Exact copy, no pictures: return all the records as they stand.

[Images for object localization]
*** Begin section ***
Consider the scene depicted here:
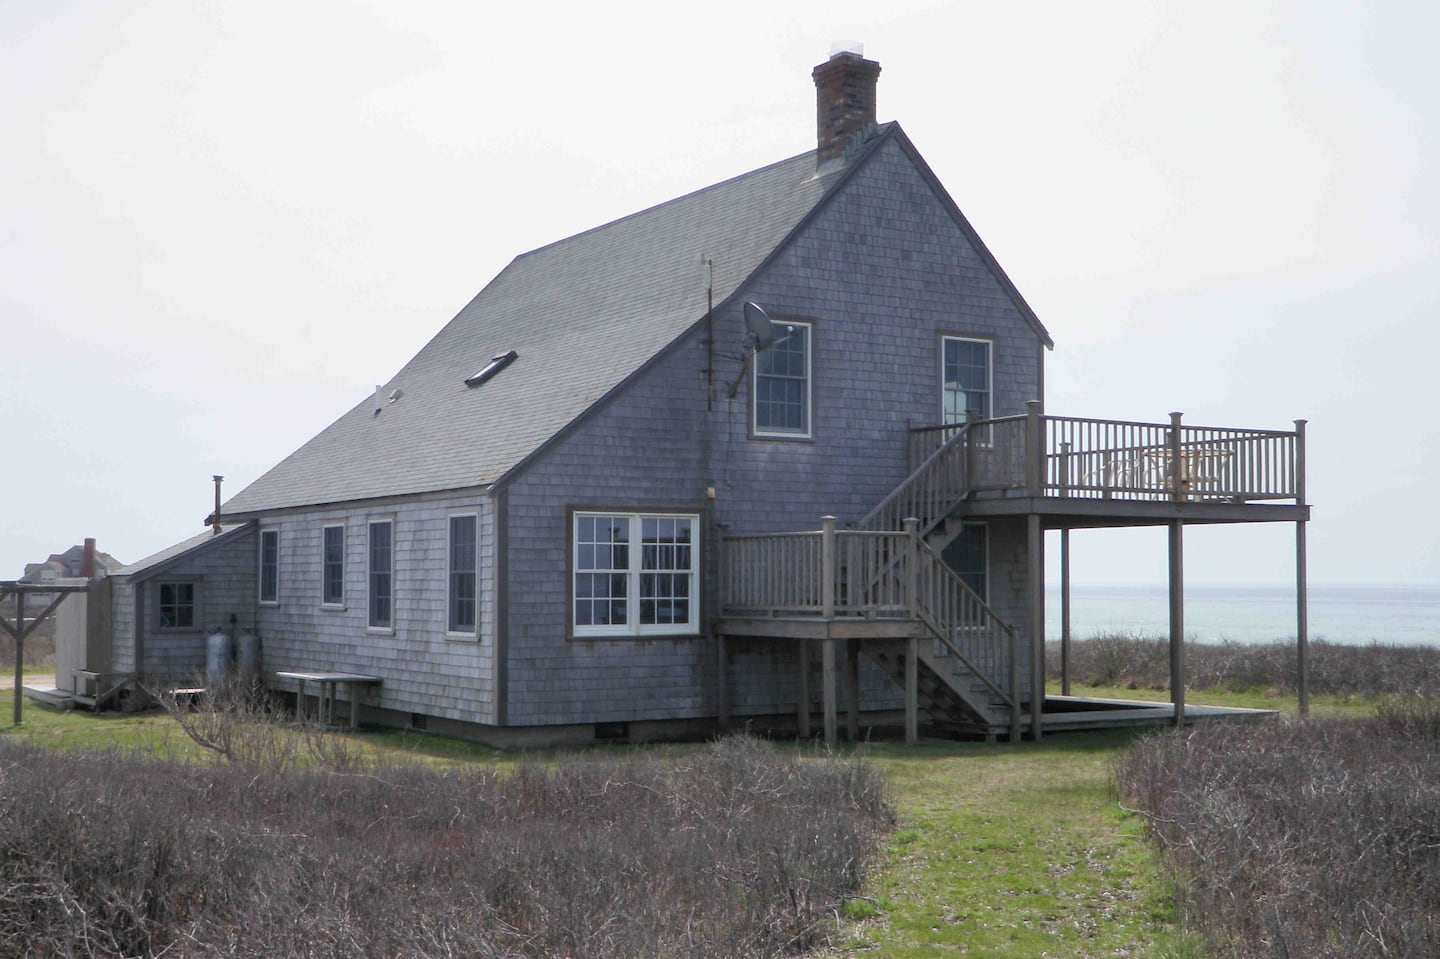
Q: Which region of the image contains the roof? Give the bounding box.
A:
[222,146,845,515]
[112,522,256,581]
[221,122,1051,516]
*** End section ***
### Exercise result
Consider the scene depicted here:
Q: Which region of the image contains the roof? Give the bounding box.
A:
[222,146,845,515]
[112,522,256,581]
[221,122,1051,516]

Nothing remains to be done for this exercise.